RECORDED INFORMATION:
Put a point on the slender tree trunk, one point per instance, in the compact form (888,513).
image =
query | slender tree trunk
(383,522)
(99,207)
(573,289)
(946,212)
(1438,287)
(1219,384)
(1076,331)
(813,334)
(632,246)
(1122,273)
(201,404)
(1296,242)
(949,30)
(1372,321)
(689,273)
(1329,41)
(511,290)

TASK DESCRIPTION: Word for word, write out the data.

WRITTEN ANSWER:
Put a point on the slender tree trunk, one point per instance, in the compact form (888,513).
image =
query | slender tree trunk
(383,522)
(99,207)
(573,289)
(946,212)
(1438,287)
(1219,384)
(1076,331)
(813,334)
(632,246)
(1122,273)
(201,404)
(1296,242)
(949,30)
(1372,321)
(689,273)
(1329,41)
(511,290)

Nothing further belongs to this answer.